Who can call Airbnb an international service? Couldn’t they connect me to someone who can speak both Korean and English so that they fully understand and listen to both parties more carefully and considerately? Why should I send and receive an English mail to prove I’m innocent though It’s not my mother language? There are two million Korean users per year through Airbnb. As a system goes, guests are always relatively helpless when something goes wrong. Hosts are locals; they already know everything. They have a huge advantage in disputes and I am being handicapped. Anyway, I think they are not able to read Korean and it seems there is nobody who speaks Korean who can help them. I sent an English complaint to them. It would be better than using Google Translate; I don’t know whether they read my email though.

**RAW RECORDS:**
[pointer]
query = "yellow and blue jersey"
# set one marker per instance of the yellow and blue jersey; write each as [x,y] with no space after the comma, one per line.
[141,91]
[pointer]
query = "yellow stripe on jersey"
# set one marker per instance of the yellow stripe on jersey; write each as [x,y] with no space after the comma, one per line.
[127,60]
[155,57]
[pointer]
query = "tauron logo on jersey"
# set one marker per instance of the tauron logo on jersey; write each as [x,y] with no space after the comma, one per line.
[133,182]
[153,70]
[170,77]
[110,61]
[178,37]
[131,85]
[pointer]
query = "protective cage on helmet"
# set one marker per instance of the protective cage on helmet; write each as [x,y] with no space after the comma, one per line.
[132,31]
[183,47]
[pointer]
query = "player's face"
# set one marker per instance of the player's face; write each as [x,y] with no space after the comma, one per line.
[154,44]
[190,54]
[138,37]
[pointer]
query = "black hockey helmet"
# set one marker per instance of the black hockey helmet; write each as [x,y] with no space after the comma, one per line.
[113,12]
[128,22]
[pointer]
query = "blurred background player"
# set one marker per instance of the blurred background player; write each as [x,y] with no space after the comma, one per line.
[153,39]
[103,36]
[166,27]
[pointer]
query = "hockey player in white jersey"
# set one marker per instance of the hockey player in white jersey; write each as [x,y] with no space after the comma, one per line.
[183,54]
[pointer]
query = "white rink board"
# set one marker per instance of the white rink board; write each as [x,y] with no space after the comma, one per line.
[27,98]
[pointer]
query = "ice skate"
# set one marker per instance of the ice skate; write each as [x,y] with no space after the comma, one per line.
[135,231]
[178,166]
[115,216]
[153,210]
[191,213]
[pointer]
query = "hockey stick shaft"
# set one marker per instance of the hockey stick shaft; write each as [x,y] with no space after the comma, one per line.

**WHAT IS ASKED:** According to the complaint about Airbnb, how many Korean users use Airbnb each year?

**COMPLETE OUTPUT:** Two million